--- DIRECTIVE ---
Set down exactly, and only, the lines from the one with "point per instance: forehead" to the final line of the entries, both included.

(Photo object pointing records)
★ ★ ★ ★ ★
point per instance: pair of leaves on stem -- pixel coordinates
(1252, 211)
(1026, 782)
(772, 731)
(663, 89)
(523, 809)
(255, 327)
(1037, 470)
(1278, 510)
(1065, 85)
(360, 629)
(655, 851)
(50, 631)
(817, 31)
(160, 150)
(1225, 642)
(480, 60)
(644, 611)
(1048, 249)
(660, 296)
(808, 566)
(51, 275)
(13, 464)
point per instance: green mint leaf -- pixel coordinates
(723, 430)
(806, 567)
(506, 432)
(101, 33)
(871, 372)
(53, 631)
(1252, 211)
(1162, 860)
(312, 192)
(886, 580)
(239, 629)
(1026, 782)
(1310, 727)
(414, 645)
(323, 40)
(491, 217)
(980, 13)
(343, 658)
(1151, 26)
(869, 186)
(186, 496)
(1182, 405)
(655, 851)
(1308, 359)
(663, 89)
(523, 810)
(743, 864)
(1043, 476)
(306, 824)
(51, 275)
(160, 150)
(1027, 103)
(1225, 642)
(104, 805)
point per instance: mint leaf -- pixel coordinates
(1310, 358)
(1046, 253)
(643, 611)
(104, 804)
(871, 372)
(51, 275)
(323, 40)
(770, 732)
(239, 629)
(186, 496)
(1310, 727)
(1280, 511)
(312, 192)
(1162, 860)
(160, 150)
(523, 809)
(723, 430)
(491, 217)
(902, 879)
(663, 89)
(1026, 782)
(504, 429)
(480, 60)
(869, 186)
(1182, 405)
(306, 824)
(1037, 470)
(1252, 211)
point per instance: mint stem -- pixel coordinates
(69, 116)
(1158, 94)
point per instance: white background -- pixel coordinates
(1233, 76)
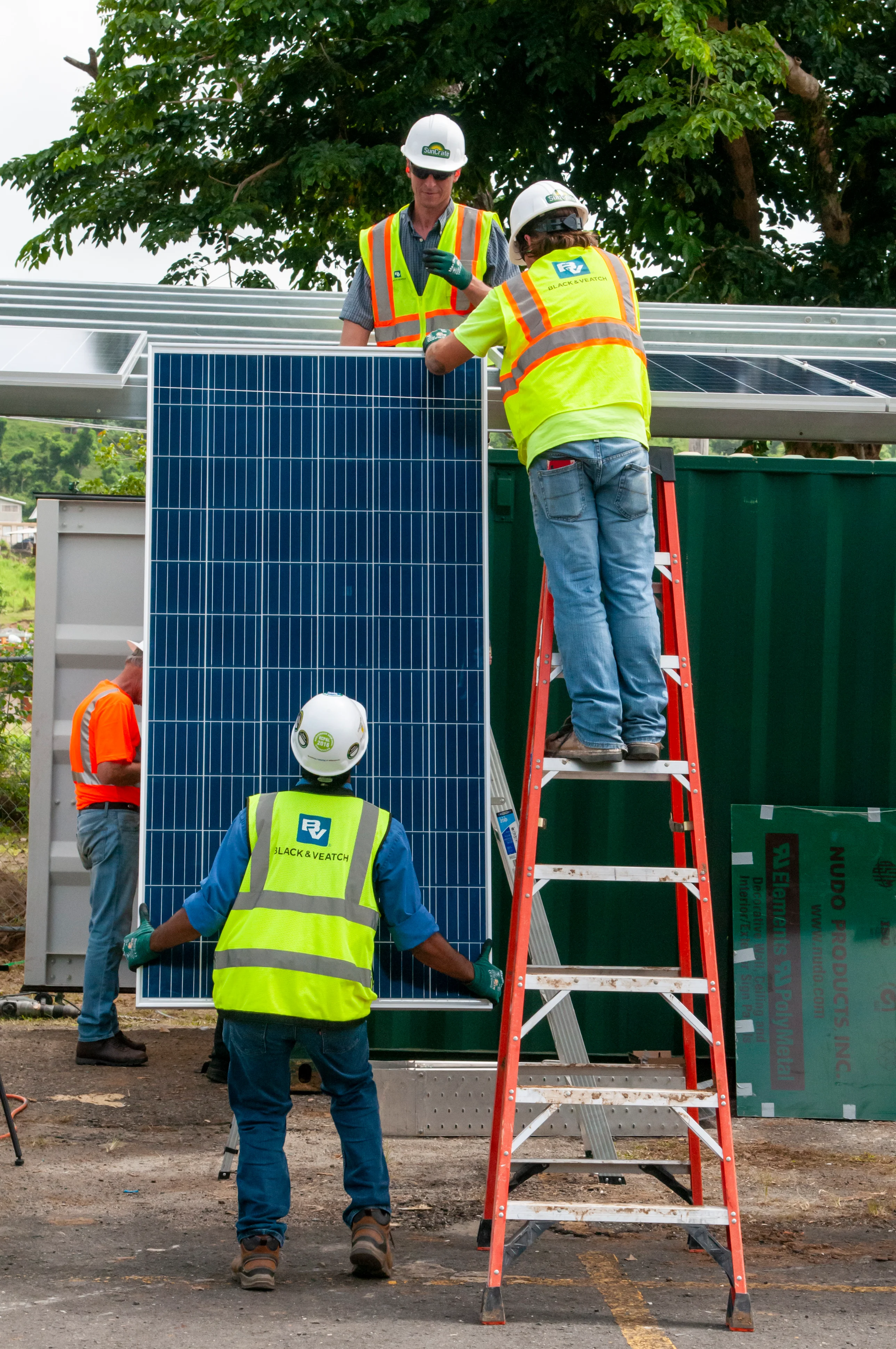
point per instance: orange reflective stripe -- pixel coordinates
(570, 338)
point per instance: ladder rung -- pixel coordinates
(657, 875)
(635, 771)
(682, 1216)
(616, 1096)
(667, 663)
(606, 1169)
(598, 978)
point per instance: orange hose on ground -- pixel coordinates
(14, 1096)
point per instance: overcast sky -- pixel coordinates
(35, 108)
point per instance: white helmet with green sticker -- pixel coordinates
(330, 736)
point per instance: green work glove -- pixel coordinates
(436, 335)
(444, 265)
(487, 980)
(137, 945)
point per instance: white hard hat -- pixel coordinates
(542, 199)
(331, 734)
(438, 144)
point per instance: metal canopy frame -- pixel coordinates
(720, 335)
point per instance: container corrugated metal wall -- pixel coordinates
(790, 571)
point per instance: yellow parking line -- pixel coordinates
(629, 1309)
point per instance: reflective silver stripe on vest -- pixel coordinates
(288, 903)
(625, 286)
(525, 304)
(349, 907)
(563, 338)
(90, 779)
(256, 958)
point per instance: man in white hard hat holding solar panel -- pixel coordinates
(296, 892)
(430, 265)
(575, 390)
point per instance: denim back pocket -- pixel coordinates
(559, 492)
(633, 492)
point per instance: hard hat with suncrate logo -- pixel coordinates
(330, 736)
(543, 199)
(436, 142)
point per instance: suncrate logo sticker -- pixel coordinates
(315, 830)
(573, 268)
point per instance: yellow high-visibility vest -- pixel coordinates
(574, 340)
(401, 316)
(300, 938)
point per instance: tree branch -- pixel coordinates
(254, 177)
(747, 202)
(834, 220)
(91, 68)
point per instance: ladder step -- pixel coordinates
(608, 978)
(655, 875)
(606, 1169)
(683, 1216)
(616, 1096)
(649, 771)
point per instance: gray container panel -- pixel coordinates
(90, 602)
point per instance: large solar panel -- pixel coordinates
(316, 524)
(812, 377)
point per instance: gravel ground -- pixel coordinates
(86, 1262)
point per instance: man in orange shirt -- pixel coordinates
(104, 752)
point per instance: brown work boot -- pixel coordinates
(257, 1263)
(373, 1246)
(643, 751)
(108, 1054)
(566, 744)
(121, 1038)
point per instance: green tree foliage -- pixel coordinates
(698, 131)
(33, 461)
(122, 462)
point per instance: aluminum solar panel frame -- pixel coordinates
(316, 523)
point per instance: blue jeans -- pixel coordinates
(596, 532)
(110, 845)
(258, 1087)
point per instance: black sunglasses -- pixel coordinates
(431, 173)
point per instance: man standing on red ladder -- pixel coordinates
(575, 390)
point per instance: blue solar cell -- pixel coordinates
(316, 524)
(766, 375)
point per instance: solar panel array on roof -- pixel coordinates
(316, 524)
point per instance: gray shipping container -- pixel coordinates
(90, 602)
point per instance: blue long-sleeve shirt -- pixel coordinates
(395, 884)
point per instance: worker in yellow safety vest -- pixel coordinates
(575, 389)
(430, 265)
(296, 892)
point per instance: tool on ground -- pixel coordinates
(37, 1005)
(10, 1117)
(678, 985)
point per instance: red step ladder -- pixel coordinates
(677, 985)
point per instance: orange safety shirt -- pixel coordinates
(103, 730)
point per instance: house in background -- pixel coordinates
(15, 532)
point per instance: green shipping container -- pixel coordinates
(790, 570)
(814, 914)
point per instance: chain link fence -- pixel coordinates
(15, 780)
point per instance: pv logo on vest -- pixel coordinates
(573, 268)
(315, 830)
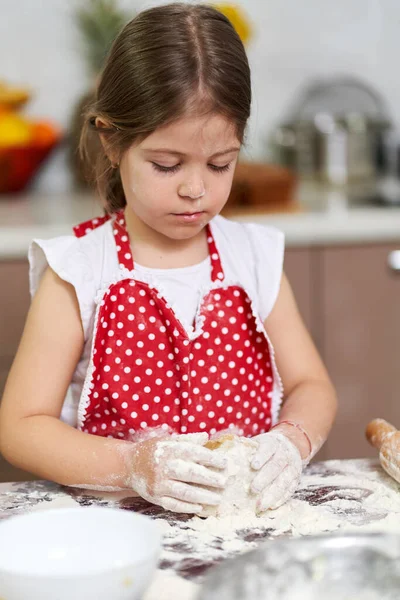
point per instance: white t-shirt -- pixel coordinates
(251, 256)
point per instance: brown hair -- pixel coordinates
(166, 62)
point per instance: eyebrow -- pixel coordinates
(178, 153)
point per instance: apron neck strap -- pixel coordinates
(125, 257)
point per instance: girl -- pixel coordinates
(163, 316)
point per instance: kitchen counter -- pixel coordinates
(321, 217)
(341, 496)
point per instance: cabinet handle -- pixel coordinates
(394, 261)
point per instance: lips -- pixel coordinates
(197, 212)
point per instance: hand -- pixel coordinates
(173, 472)
(279, 467)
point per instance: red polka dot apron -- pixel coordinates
(147, 371)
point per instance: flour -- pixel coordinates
(236, 496)
(337, 496)
(168, 586)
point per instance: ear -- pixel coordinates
(111, 154)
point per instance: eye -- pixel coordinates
(222, 169)
(162, 169)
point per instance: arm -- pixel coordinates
(33, 438)
(310, 403)
(310, 399)
(31, 435)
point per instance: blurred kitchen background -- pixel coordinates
(321, 162)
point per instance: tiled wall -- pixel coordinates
(294, 40)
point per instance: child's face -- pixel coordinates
(180, 176)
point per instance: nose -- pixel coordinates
(193, 189)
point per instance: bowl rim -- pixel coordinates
(151, 555)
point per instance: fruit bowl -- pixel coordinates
(87, 553)
(20, 164)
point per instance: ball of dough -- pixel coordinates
(236, 496)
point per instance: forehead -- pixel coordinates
(207, 135)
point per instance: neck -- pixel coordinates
(153, 249)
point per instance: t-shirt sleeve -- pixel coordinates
(66, 256)
(268, 246)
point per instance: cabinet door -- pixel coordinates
(14, 304)
(361, 342)
(298, 268)
(302, 270)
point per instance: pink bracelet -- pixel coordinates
(299, 427)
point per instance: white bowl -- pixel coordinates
(89, 553)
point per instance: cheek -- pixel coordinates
(220, 189)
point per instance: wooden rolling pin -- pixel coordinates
(386, 438)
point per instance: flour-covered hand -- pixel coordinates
(279, 466)
(178, 473)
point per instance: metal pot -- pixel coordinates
(334, 133)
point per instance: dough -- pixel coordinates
(236, 497)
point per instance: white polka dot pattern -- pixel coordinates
(146, 372)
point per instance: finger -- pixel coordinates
(269, 472)
(189, 472)
(280, 491)
(199, 438)
(175, 505)
(190, 493)
(264, 452)
(199, 454)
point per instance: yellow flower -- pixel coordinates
(238, 19)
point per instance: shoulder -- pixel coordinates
(248, 237)
(84, 262)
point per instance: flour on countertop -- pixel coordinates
(346, 496)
★ ★ ★ ★ ★
--- SOLUTION TO THIS TASK ---
point per instance: forehead -- pixel coordinates
(207, 135)
point per instance: neck -- pixel coordinates
(153, 249)
point per instance: t-shirt sleeve -- pixel coordinates
(66, 256)
(268, 246)
point per instance: cabinet door -- pixel coordinates
(14, 304)
(361, 342)
(298, 268)
(302, 270)
point per instance: pink bracelet -- pixel coordinates
(299, 427)
point per instance: white bowl -- pixel coordinates
(89, 553)
point per instance: cheek -- pixel coordinates
(220, 189)
point per instance: wooden rolling pin -- pixel coordinates
(386, 438)
point per instance: flour-covered hand -- pixel coordinates
(279, 466)
(178, 473)
point per instance: metal pot -- pixel coordinates
(334, 133)
point per instance: dough -- pixel coordinates
(236, 497)
point per instance: white polka dot pattern -- pixel coordinates
(146, 372)
point per instance: finger -- pixel coordinates
(269, 472)
(189, 472)
(280, 491)
(199, 438)
(175, 505)
(190, 493)
(264, 452)
(199, 454)
point per instance: yellow flower -- pixel coordinates
(238, 19)
point per instance: shoulder -- pixel coordinates
(248, 237)
(84, 262)
point per instance: flour on countertop -- pixel coordinates
(346, 496)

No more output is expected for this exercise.